Entries taken from a collection
BEGIN

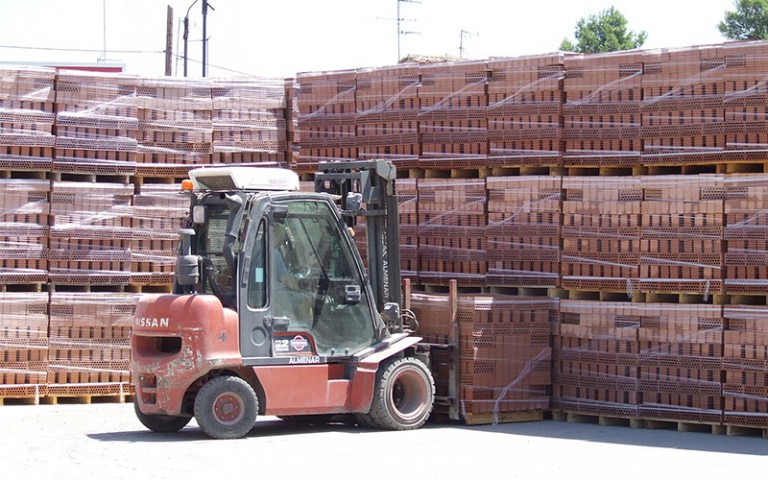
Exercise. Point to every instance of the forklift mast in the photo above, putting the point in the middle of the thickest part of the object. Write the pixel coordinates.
(366, 188)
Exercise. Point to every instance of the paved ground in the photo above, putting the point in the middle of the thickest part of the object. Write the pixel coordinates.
(107, 441)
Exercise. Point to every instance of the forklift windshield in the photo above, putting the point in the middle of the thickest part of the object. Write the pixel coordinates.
(316, 284)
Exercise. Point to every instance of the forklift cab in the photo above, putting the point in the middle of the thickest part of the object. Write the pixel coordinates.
(287, 264)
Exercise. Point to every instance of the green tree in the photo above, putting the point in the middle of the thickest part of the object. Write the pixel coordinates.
(748, 22)
(604, 32)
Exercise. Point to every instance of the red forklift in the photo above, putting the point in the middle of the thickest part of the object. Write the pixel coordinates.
(273, 311)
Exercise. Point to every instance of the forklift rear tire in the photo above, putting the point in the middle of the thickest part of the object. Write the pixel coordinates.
(226, 407)
(403, 396)
(161, 423)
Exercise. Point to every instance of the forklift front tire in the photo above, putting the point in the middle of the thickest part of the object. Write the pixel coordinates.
(161, 423)
(404, 395)
(226, 407)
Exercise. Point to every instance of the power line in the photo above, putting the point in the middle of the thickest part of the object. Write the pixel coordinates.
(81, 50)
(85, 50)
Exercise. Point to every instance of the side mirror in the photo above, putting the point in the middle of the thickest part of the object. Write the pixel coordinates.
(188, 270)
(352, 294)
(354, 202)
(187, 265)
(392, 318)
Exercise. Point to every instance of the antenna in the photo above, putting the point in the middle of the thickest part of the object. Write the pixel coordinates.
(465, 33)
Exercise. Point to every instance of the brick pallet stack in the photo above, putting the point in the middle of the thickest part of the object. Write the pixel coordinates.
(596, 358)
(524, 110)
(26, 118)
(249, 121)
(386, 114)
(436, 314)
(175, 128)
(523, 232)
(453, 125)
(90, 233)
(451, 231)
(602, 109)
(601, 233)
(681, 360)
(745, 364)
(407, 210)
(157, 213)
(23, 344)
(682, 234)
(492, 380)
(24, 211)
(89, 347)
(746, 234)
(96, 124)
(683, 116)
(745, 102)
(326, 122)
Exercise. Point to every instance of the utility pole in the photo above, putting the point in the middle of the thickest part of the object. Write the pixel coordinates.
(399, 30)
(186, 36)
(206, 5)
(169, 42)
(104, 36)
(464, 33)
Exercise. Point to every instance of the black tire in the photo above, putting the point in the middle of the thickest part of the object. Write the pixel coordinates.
(403, 395)
(226, 407)
(161, 423)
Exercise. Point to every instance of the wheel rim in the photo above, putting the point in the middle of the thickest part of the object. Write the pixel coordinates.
(228, 408)
(408, 394)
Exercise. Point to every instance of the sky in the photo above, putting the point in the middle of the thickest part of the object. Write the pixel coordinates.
(282, 38)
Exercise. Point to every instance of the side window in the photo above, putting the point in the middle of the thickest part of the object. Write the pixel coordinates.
(257, 284)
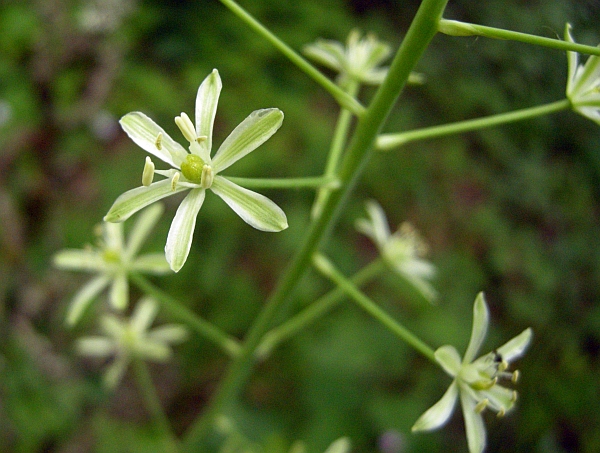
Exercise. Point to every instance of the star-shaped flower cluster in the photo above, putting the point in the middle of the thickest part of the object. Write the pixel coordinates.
(402, 250)
(196, 171)
(112, 261)
(477, 382)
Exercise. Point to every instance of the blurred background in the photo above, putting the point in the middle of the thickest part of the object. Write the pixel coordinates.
(512, 211)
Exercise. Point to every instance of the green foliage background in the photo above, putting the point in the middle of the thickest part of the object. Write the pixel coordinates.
(512, 211)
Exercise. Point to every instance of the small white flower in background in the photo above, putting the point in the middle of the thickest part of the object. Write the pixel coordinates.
(476, 382)
(583, 84)
(196, 171)
(402, 250)
(127, 340)
(112, 261)
(358, 61)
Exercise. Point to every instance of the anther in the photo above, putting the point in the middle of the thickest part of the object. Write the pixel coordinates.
(480, 406)
(175, 180)
(186, 127)
(148, 173)
(515, 377)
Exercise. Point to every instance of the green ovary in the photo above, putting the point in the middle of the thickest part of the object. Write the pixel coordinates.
(191, 168)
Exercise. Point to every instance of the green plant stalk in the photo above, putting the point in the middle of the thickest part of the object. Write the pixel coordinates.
(326, 267)
(183, 314)
(388, 141)
(314, 311)
(457, 28)
(286, 183)
(343, 98)
(148, 391)
(418, 36)
(340, 136)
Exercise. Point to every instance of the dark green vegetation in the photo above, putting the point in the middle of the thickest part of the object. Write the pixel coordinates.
(512, 211)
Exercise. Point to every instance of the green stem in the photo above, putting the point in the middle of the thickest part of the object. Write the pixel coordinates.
(343, 98)
(314, 311)
(338, 143)
(327, 268)
(286, 183)
(154, 406)
(183, 314)
(388, 141)
(457, 28)
(418, 36)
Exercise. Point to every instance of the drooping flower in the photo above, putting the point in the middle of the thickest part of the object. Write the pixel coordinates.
(126, 340)
(112, 261)
(403, 250)
(358, 61)
(197, 171)
(583, 84)
(476, 381)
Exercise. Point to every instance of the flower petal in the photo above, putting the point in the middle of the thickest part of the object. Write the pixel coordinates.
(480, 324)
(84, 297)
(144, 132)
(144, 223)
(151, 263)
(448, 357)
(256, 129)
(181, 232)
(206, 109)
(438, 414)
(133, 200)
(516, 347)
(254, 209)
(473, 424)
(79, 260)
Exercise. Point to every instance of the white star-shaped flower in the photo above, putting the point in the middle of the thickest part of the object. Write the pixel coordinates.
(112, 261)
(125, 340)
(403, 250)
(476, 381)
(583, 84)
(197, 171)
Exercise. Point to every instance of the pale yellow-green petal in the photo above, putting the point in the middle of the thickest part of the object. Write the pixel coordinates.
(254, 209)
(256, 129)
(181, 233)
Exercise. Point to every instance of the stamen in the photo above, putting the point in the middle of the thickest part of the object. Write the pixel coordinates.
(479, 407)
(515, 377)
(207, 177)
(175, 180)
(186, 127)
(148, 173)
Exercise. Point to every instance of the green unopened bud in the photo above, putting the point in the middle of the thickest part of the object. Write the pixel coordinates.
(456, 28)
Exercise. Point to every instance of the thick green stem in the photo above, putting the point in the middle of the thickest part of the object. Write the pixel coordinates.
(389, 141)
(327, 268)
(183, 314)
(457, 28)
(420, 33)
(343, 98)
(340, 136)
(286, 183)
(154, 406)
(314, 311)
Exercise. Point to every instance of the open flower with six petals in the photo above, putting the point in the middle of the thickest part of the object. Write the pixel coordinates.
(196, 171)
(476, 381)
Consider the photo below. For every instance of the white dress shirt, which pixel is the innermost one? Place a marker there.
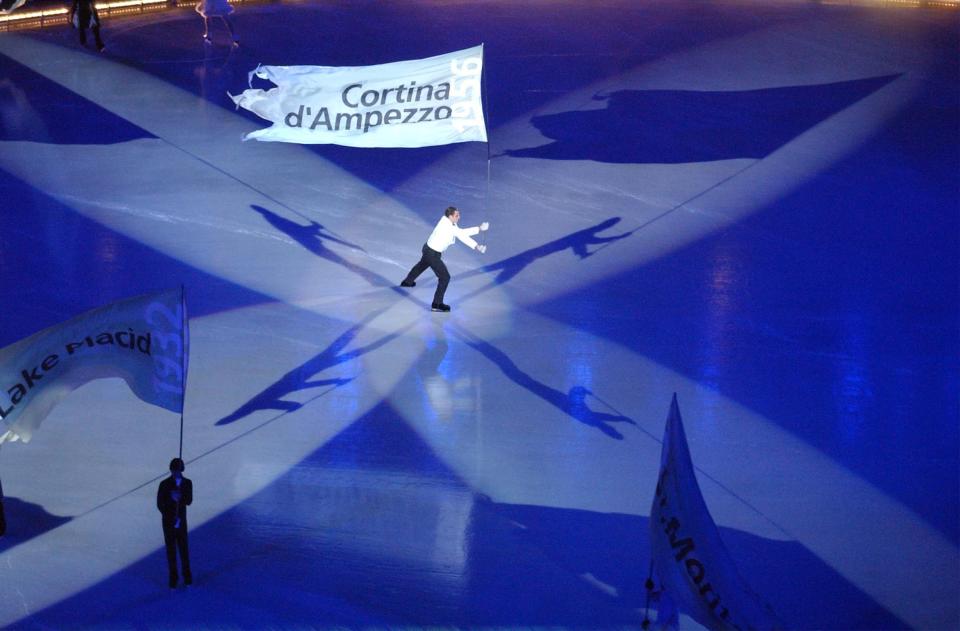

END

» TASK: Copy each line of the records precisely and drop any images they hold.

» RESULT OF THE TASK:
Exercise. Point to every instance of the forklift mast in the photo above, putting the point in the middle of the thickest part of the object. Write the pixel coordinates.
(366, 188)
Exercise. Point to every instance of the paved ground in the photo above, putting the point in the middle of the thickest part of the object. Write the pixel coordinates.
(107, 441)
Exercise. Point to every instance of the forklift windshield in the photo above, putting the point in the middle of the thickest part of the object. Write the pixel coordinates.
(316, 284)
Exercise. Point to every instance of the forklift cab in the photo above, putting the point in the middle of the thickest part of the object. Write the pixel coordinates.
(287, 264)
Exercise. Point to every instance of the green tree in the photo above, putting the point in the middle of the thickest part of the object. Write the pixel coordinates.
(748, 22)
(604, 32)
Exercise. Point to every instance of the red forklift in the photo above, putting the point in the middle of the thickest part of the object. Write the pixel coordinates.
(273, 311)
Exercise. Point to every instance of the forklift rear tire in the photo above, putting the point in the middle of the thickest part of the object. Write the pixel coordinates.
(226, 407)
(403, 396)
(161, 423)
Exercise. Point to every instance of the forklift front tire in the photo above, putting the point in the middle of the thickest part of the object. Write the pixel coordinates.
(161, 423)
(404, 395)
(226, 407)
Exercise. Point to every instance of the power line in the photo above, putting the point in the middle of the thickest part of the object. Write the pixel coordinates.
(81, 50)
(85, 50)
Exercise. Point to every instance of the side mirror in the photo above, putting the point in the middle of the thickest part of the object. Write the pixel coordinates.
(188, 270)
(352, 294)
(354, 202)
(187, 265)
(392, 318)
Exercise. Point to every instance of the antenna in the photo above, putting the point in the middle of the thickest part of the object. Write the pixel coordinates.
(465, 33)
Exercise. Point to every instance of the brick pallet stack in the photo above, putting the point in the middle of the thickest part of the object. Write the pixel coordinates.
(596, 358)
(524, 110)
(26, 118)
(249, 121)
(386, 114)
(436, 314)
(175, 128)
(523, 232)
(453, 125)
(90, 233)
(451, 231)
(602, 109)
(601, 233)
(681, 360)
(745, 364)
(407, 210)
(157, 213)
(23, 344)
(682, 234)
(492, 380)
(24, 211)
(89, 347)
(746, 234)
(96, 124)
(683, 116)
(745, 102)
(326, 122)
Exercise. Point to every instance of the utility pole in the photo above, putting the point in the middle of the thickest part of the object. Write the pixel coordinates.
(399, 30)
(186, 36)
(206, 5)
(169, 42)
(104, 36)
(464, 33)
Exercise. Point to every instance of the black tire in the photo above, putting the point in the middle of the thickest part of the object. Write the pixel coordinates.
(403, 395)
(226, 407)
(161, 423)
Exercise. Point to every instance of the wheel rim in the photo above, putting the point in the middle of the thickest part of the object. Write the pixel coordinates.
(228, 408)
(408, 394)
Exercise. Point to every instance of the sky in the photo above, putting the point in the middle of the thickest part of the object. Write the pixel coordinates.
(282, 38)
Exercise. Point to every instance of the side window in the photo above, putting the point in the middle of the thickest part of the object. Write the pixel coordinates.
(257, 284)
Exercise. Point to every instance of the star-shaped flower cluster in the photo above, putting the point in the middle of the thickest part of the object. Write the pixel coordinates.
(402, 250)
(196, 171)
(112, 261)
(477, 382)
Exercise. Point to every instance of the blurred background in the photo above, putting the point in the middle of the thickest part of the object. Write the pixel coordinates.
(512, 211)
Exercise. Point to every instance of the green foliage background in the photo above, putting the point in the middle of the thickest part of the object. Write the pixel coordinates.
(512, 211)
Exercise. Point to every instance of the small white flower in background in the photo above, putting the point in the middle of the thickest part of the object. Write the pixel coordinates.
(476, 382)
(583, 84)
(196, 171)
(402, 250)
(127, 340)
(112, 261)
(358, 61)
Exercise. Point to every instance of the anther in the photo above, putting the point in the middle of the thickest part of the object. Write the pixel coordinates.
(480, 406)
(175, 180)
(186, 127)
(148, 173)
(515, 377)
Exercise. Point to every instance of the green ovary in the photo above, putting the point in the middle of the thickest part of the object. Write the pixel coordinates.
(191, 168)
Exercise. Point to every instance of the green plant stalk in the photo above, putting the point in the middle of the thickest part of the object. Write the pixel coordinates.
(326, 267)
(183, 314)
(388, 141)
(314, 311)
(457, 28)
(286, 183)
(343, 98)
(148, 391)
(418, 36)
(340, 136)
Exercise. Point to every instance of the dark green vegetation in the photo above, putting the point in the middle of the thickest part of the object. Write the pixel coordinates.
(512, 211)
Exercise. Point to every instance of the green stem in the photo above, putting the point in the middle of the thickest part of the object. Write the pixel coordinates.
(343, 98)
(314, 311)
(338, 143)
(327, 268)
(286, 183)
(154, 406)
(183, 314)
(388, 141)
(457, 28)
(418, 36)
Exercise. Point to every instance of the drooping flower in the photo above, putting the point in the middle of the thickest part of the object. Write the pixel coordinates.
(126, 340)
(112, 261)
(403, 250)
(358, 61)
(197, 171)
(583, 84)
(476, 381)
Exercise. Point to every instance of the flower petal in the photo above, putting the point in the middle of the thickest part of the object. Write the pixel coordinates.
(480, 324)
(84, 297)
(144, 132)
(144, 223)
(151, 263)
(448, 357)
(256, 129)
(181, 232)
(206, 109)
(438, 414)
(133, 200)
(516, 347)
(254, 209)
(473, 424)
(79, 260)
Exercise. Point to every instance of the white star-shaped flower in the photo above, putting the point in the middle of the thickest part of the object. Write the pixel coordinates.
(112, 261)
(125, 340)
(403, 250)
(476, 381)
(583, 84)
(197, 171)
Exercise. Point to every instance of the pale yellow-green petal in the photo above, putting the point in the middle of the thickest part of the object. Write the pixel coordinates.
(254, 209)
(256, 129)
(181, 233)
Exercise. Point to every instance of the stamen in the photo above, putting the point in the middle of the thickest part of the object. Write the pixel coordinates.
(479, 407)
(515, 377)
(207, 177)
(175, 180)
(186, 127)
(148, 173)
Exercise. Point to every instance of the green unopened bud in the photo above, putting the point in the middle of the thickest part of the object. Write the pixel coordinates.
(456, 28)
Exercise. Point to every instance of the thick green stem in the photo above, putting the point in the middle of the thickest part of the object. Write the pixel coordinates.
(389, 141)
(327, 268)
(183, 314)
(457, 28)
(420, 33)
(343, 98)
(340, 136)
(286, 183)
(154, 406)
(314, 311)
Exercise. Point to every instance of the open flower with six petals in the photo above, putting the point in the middle of the thickest part of the object. Write the pixel coordinates.
(196, 171)
(476, 381)
Consider the photo below. For every instance of the white dress shirt, which pixel is the innermost one? Place a marker there.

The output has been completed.